=== Task list ===
• a. Return the portion of the betta thread below from "## babystarz (Aug" to "lost. Thank you for your service.", copied verbatim.
• b. Decide whether each statement below agrees with the betta thread, answering yes or no and quoting the decisive words of the thread verbatim. (i) The original poster is currently deployed in Iraq. (ii) The heated tanks grew cold because the house was without power for a few weeks. (iii) One reply proposes that people could contribute to replace the lost fish.
BEGIN Passage
# Horrible news



## jibruno (Dec 26, 2011)

Being as im currently deployed to Afghanistan; i had family take care of my betta sorority tank and my other tank that was home to my first ever betta,(who would have been 4 this January) when hurricane sandy hit, my house lost power for a few weeks and my heated tanks dropped to a low temperature causing my fish to get sick. today my family informed my that snuggles (my 4 year old male) and all 8 of my females have died. one of which was the mother of most recent spawn. they will all be missed <3


----------



## Eggbert (Sep 8, 2012)

First of all thank you for your service. I'm sorry to hear about how Sandy affected your fish family. SIP


----------



## dmountcornet (Nov 16, 2012)

*So Sorry*

I am sorry for your terrible loss and the devastation of that storm. I just moved from NYC a few months and brought my beloved betta Blue Bayou, whom I just lost all the from there to Tn. with me. My son still lives int the city, however, and so my thoughts remain attached to that place at all times. All the best to you at this time.


----------



## bryzy (Nov 3, 2012)

SIP- thanks for your service and my best of wishes go out to your family.


----------



## Perry the platypus (Aug 20, 2012)

Hurricane Sandy is a horrible disaster. They will be missed. SIP Bettas!


----------



## ChoclateBetta (Jul 22, 2012)

So sorry about your loss. Is the spawn alive?


----------



## babystarz (Aug 3, 2012)

So sorry to hear about your fish. When you are back in the U.S. let us know - I'm sure there are people who would want to contribute to replace the fish you lost. Thank you for your service.


----------



## Hahenry22 (Sep 27, 2012)

I'm so sorry to hear this. Thank you for what you are doing for our country!


----------



## ChoclateBetta (Jul 22, 2012)

Glad ypur fighting for what you believe in takes alot of courage.


----------



## dramaqueen (Jul 7, 2008)

I'm so sorry for your loss. I too want to thank you for your service and pray for your safe return home.


----------



## ChoclateBetta (Jul 22, 2012)

I hope you come back healthy.


----------
END Passage
BEGIN Provided data
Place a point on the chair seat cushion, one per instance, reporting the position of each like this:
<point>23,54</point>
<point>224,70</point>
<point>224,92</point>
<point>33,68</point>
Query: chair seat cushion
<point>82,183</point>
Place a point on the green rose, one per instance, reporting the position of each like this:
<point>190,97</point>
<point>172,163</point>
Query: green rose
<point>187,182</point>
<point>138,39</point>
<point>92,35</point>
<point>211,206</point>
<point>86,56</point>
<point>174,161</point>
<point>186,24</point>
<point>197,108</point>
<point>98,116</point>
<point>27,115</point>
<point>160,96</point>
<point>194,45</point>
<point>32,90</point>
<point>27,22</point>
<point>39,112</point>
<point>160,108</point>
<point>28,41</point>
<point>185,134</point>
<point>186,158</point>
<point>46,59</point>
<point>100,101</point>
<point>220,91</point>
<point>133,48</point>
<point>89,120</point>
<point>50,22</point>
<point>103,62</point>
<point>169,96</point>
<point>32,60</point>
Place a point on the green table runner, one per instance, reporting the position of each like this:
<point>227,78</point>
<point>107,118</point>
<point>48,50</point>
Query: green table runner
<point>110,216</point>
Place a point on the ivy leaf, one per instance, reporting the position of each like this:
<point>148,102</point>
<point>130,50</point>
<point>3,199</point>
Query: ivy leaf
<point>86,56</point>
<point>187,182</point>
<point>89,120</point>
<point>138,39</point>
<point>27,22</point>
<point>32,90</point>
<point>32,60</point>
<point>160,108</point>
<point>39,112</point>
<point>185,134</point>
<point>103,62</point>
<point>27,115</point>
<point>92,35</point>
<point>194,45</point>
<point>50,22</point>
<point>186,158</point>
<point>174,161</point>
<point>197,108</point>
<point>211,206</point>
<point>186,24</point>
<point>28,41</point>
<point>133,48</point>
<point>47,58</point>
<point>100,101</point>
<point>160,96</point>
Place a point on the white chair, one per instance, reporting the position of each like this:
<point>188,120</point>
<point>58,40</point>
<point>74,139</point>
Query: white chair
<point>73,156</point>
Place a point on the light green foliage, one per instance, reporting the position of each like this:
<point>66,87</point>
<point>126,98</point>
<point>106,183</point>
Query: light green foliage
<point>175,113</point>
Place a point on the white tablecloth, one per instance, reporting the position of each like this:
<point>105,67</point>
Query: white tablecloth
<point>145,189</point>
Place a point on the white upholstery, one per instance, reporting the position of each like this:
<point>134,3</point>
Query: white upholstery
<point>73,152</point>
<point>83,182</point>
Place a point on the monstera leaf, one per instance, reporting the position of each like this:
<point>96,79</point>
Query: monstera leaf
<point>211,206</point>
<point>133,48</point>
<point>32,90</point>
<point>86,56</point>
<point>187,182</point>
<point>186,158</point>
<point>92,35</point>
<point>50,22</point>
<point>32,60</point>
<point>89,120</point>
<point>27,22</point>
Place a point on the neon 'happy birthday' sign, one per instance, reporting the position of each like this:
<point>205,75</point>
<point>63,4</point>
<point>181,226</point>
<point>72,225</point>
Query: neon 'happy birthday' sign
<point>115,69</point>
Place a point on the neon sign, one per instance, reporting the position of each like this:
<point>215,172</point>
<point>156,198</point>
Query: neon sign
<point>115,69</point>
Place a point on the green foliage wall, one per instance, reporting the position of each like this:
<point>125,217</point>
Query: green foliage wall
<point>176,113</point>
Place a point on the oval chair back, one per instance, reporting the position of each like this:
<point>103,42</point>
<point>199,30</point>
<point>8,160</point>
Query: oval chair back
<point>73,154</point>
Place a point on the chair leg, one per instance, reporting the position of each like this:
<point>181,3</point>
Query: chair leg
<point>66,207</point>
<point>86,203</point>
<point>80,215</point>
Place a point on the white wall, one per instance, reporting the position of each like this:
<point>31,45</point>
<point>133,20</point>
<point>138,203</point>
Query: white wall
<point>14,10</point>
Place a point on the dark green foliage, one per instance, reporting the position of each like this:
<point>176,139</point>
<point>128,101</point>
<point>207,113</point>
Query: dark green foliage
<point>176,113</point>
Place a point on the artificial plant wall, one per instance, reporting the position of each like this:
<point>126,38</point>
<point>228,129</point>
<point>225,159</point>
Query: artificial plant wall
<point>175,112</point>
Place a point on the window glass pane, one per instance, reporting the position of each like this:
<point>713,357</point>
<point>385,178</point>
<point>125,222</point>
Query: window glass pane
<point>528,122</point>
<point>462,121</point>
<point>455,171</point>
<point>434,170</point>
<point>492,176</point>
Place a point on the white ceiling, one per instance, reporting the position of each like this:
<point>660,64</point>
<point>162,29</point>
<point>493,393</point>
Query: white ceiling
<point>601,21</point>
END Provided data
=== Task results ===
• a.
## babystarz (Aug 3, 2012)

So sorry to hear about your fish. When you are back in the U.S. let us know - I'm sure there are people who would want to contribute to replace the fish you lost. Thank you for your service.

• b.
(i) No: "Being as im currently deployed to Afghanistan"
(ii) Yes: "my house lost power for a few weeks and my heated tanks dropped to a low temperature"
(iii) Yes: "I'm sure there are people who would want to contribute to replace the fish you lost"